§ What is being asked:
Extract every line of the listing that contains the word "Trace", matching case exactly.

======== Supplied material

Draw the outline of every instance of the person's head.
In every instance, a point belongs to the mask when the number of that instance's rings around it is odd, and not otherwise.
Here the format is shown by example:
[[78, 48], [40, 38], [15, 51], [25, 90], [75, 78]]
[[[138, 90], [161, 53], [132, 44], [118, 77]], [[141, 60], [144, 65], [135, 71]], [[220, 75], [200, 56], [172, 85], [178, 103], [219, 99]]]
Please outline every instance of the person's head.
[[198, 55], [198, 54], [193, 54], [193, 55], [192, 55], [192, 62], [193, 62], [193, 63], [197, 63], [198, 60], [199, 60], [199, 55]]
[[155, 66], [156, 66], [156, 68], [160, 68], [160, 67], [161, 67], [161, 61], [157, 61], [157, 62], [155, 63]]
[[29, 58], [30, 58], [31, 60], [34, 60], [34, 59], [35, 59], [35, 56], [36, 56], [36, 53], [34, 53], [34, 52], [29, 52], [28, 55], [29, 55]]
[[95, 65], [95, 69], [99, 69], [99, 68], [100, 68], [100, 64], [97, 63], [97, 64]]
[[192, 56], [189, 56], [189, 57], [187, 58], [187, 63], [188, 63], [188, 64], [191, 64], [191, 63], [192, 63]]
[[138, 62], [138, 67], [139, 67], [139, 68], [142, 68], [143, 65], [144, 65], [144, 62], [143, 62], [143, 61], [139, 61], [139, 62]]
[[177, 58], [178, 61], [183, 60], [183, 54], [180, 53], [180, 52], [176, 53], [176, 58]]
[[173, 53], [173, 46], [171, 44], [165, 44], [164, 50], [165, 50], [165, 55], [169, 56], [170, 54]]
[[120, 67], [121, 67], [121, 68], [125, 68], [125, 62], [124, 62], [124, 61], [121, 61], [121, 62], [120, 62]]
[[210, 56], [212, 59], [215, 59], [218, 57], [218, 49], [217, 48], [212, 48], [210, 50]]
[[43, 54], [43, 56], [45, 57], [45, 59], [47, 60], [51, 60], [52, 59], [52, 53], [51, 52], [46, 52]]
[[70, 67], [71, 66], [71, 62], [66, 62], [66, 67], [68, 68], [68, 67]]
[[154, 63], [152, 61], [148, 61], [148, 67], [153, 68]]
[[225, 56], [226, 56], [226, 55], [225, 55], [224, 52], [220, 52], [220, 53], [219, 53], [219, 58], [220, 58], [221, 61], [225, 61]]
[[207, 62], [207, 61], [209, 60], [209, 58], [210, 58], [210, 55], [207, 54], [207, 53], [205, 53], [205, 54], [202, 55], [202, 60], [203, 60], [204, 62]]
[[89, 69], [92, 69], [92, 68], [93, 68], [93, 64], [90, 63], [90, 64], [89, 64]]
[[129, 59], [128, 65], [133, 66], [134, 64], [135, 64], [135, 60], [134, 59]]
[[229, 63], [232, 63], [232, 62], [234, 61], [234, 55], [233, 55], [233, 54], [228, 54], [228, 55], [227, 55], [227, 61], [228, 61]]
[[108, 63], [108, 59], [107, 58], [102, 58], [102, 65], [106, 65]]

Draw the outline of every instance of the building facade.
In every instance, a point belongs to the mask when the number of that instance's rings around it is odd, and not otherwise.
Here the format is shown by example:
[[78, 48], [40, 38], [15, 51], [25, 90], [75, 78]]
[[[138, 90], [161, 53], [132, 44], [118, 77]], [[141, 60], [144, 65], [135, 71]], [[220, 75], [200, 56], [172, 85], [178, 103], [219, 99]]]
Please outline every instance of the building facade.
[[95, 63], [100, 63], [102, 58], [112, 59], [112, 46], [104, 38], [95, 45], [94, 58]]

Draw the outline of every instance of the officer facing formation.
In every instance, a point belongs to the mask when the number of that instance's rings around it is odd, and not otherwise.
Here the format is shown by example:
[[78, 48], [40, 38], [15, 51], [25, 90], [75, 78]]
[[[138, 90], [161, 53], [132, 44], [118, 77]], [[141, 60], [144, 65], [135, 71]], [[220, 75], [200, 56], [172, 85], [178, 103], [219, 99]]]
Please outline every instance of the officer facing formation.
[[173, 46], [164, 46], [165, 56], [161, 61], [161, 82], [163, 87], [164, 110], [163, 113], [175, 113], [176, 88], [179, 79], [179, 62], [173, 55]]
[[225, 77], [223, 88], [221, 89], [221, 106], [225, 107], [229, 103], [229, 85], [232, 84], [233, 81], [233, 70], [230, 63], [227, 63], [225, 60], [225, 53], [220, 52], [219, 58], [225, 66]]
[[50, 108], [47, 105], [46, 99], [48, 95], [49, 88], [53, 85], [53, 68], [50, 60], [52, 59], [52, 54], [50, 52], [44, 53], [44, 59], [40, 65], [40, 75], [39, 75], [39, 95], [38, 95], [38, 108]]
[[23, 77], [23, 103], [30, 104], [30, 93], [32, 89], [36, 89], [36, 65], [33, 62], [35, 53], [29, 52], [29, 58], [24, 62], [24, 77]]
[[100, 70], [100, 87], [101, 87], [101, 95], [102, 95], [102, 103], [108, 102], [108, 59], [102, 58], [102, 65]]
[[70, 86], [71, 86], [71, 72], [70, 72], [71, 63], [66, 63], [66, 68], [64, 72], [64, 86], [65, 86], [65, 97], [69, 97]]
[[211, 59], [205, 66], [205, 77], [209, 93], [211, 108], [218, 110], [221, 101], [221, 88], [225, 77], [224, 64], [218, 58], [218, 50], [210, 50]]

================
======== Supplied material

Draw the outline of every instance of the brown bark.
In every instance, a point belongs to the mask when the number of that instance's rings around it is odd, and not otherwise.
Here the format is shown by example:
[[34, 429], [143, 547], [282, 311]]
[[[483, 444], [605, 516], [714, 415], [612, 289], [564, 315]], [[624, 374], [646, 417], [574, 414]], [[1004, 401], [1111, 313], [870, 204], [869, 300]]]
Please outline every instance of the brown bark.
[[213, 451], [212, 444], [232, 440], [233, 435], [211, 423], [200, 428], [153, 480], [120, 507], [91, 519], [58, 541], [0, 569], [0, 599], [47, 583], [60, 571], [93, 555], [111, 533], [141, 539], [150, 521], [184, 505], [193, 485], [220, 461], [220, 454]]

================
======== Supplied material

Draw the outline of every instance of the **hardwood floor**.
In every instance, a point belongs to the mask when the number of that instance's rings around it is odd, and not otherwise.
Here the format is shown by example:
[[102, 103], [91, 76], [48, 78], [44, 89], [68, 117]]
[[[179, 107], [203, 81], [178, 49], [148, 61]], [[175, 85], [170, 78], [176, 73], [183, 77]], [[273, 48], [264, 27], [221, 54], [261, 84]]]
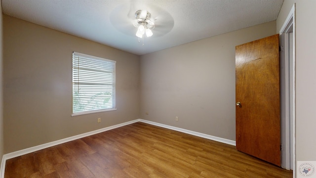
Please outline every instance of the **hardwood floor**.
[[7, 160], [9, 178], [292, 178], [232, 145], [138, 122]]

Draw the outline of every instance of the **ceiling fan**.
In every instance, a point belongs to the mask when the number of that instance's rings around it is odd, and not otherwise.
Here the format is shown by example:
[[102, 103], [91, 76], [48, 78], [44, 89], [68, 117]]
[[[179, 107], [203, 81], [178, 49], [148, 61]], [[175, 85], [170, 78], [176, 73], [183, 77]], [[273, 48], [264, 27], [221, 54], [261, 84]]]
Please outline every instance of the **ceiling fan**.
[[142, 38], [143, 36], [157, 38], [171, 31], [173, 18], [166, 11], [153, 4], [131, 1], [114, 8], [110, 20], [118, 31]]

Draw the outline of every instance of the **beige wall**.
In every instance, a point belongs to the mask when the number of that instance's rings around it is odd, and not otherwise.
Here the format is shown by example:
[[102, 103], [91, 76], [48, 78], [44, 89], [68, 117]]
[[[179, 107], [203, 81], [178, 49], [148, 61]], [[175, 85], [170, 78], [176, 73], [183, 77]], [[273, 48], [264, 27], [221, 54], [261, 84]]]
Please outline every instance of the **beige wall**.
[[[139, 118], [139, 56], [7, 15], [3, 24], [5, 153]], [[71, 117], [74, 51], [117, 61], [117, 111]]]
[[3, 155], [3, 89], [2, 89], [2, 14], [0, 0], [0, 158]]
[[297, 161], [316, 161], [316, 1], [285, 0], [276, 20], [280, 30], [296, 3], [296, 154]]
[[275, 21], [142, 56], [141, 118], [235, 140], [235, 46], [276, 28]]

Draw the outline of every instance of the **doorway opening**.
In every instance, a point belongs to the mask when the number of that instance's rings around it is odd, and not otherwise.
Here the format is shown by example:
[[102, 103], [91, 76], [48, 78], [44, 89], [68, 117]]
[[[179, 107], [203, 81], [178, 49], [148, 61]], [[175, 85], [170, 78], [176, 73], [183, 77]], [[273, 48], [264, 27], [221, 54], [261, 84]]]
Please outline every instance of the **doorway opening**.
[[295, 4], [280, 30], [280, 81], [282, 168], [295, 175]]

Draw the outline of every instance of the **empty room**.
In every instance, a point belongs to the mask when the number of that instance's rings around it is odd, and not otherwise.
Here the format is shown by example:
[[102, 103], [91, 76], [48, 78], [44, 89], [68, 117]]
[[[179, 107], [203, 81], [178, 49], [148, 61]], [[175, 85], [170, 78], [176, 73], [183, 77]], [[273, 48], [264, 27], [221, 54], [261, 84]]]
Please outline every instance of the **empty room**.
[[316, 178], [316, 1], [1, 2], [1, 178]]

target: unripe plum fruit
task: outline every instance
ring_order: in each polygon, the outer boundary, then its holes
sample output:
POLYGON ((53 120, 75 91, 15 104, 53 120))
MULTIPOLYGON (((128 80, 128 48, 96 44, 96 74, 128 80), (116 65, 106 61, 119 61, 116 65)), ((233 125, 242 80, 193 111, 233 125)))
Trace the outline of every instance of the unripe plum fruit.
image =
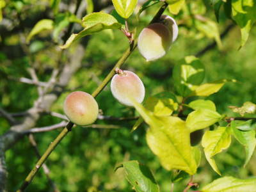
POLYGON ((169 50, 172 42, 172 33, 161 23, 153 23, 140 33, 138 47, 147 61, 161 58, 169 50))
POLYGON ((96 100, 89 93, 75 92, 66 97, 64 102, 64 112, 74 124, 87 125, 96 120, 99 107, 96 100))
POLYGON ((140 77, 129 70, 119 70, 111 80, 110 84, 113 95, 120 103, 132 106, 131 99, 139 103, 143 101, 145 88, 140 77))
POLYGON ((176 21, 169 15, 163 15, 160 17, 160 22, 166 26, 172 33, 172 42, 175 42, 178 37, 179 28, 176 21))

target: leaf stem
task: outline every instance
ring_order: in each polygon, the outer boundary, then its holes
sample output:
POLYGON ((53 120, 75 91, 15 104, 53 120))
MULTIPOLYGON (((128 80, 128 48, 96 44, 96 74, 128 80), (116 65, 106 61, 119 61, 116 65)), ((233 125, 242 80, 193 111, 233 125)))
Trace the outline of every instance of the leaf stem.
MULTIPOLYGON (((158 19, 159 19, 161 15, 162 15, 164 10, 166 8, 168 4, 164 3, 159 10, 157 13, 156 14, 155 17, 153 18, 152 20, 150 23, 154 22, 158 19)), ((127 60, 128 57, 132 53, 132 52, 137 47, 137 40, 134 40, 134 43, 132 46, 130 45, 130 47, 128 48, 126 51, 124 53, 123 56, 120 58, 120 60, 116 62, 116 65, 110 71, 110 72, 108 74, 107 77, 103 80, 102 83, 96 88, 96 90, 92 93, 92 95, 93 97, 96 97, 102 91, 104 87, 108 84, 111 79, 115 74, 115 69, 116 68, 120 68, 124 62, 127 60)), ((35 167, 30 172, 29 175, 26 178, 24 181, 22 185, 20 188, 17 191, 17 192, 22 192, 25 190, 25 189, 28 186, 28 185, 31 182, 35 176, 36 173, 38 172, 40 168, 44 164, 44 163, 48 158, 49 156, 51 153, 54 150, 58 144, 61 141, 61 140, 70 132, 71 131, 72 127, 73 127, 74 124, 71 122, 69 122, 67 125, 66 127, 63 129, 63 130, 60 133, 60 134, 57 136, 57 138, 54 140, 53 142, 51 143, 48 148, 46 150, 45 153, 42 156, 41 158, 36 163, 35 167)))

================

§ Reply to the exercise:
Trace the outline of every instance of the unripe plum fruit.
Trace the outline of every instance of the leaf stem.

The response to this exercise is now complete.